Exercise instructions = Could you reproduce every one of the rows below word for word, with nothing changed?

==*==

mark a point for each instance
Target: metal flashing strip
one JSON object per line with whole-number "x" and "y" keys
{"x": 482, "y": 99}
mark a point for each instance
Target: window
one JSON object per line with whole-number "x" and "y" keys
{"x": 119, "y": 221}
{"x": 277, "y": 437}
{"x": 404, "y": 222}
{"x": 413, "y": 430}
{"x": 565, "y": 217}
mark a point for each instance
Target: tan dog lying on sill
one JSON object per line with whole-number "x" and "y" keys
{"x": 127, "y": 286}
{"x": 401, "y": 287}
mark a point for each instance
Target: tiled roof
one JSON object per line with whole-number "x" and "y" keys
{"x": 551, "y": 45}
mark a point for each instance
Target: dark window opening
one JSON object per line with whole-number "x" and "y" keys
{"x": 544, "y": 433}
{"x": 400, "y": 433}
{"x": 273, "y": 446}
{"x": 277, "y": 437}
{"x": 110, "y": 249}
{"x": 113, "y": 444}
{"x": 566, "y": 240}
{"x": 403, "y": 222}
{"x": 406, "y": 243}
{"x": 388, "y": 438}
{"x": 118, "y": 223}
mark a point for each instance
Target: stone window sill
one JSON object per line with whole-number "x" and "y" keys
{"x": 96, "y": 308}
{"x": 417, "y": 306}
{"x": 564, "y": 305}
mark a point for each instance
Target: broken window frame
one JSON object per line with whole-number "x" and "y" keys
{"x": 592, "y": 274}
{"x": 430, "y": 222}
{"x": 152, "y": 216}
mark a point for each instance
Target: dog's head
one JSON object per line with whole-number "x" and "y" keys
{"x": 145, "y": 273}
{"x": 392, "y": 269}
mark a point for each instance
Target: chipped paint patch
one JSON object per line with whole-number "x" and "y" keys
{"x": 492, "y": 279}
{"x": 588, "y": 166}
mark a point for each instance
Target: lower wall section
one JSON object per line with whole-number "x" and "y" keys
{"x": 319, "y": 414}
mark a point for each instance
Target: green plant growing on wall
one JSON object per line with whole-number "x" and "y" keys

==*==

Answer =
mark a point for each instance
Target: metal flashing strip
one JSON object per line with whole-number "x" and "y" keys
{"x": 482, "y": 99}
mark a point for each instance
Target: window
one JSON object per line with whole-number "x" and "y" keys
{"x": 119, "y": 221}
{"x": 277, "y": 437}
{"x": 404, "y": 222}
{"x": 413, "y": 430}
{"x": 565, "y": 217}
mark a point for each instance
Target: tan dog lying on sill
one JSON object per line with whole-number "x" and "y" keys
{"x": 127, "y": 286}
{"x": 401, "y": 287}
mark a point for each instance
Target: tiled roof
one JSON object per line with whole-number "x" and "y" keys
{"x": 551, "y": 45}
mark a point for each instance
Target: dark window opening
one JSON object per line with whole-number "x" and "y" keys
{"x": 544, "y": 433}
{"x": 400, "y": 433}
{"x": 273, "y": 446}
{"x": 277, "y": 437}
{"x": 110, "y": 249}
{"x": 113, "y": 444}
{"x": 566, "y": 240}
{"x": 403, "y": 222}
{"x": 406, "y": 243}
{"x": 388, "y": 438}
{"x": 118, "y": 223}
mark a point for each instance
Target: stone window sill
one JSON object per line with whole-number "x" and "y" keys
{"x": 96, "y": 308}
{"x": 417, "y": 306}
{"x": 564, "y": 305}
mark a point for each instance
Target: broken window frame
one JSON object per line with whole-number "x" and "y" keys
{"x": 592, "y": 274}
{"x": 430, "y": 222}
{"x": 152, "y": 216}
mark a point for each instance
Target: dog's head
one JSON object per line with whole-number "x" and "y" keys
{"x": 145, "y": 273}
{"x": 392, "y": 269}
mark a point for each instance
Target: chipped paint patch
one JSON object per line with whole-number "x" and "y" keys
{"x": 492, "y": 279}
{"x": 588, "y": 166}
mark a point for each instance
Target: lower wall section
one JSON object per line with whole-number "x" and "y" keys
{"x": 319, "y": 414}
mark a point for each instance
Target: green plant growing on wall
one JSON object per line with whole-number "x" and "y" keys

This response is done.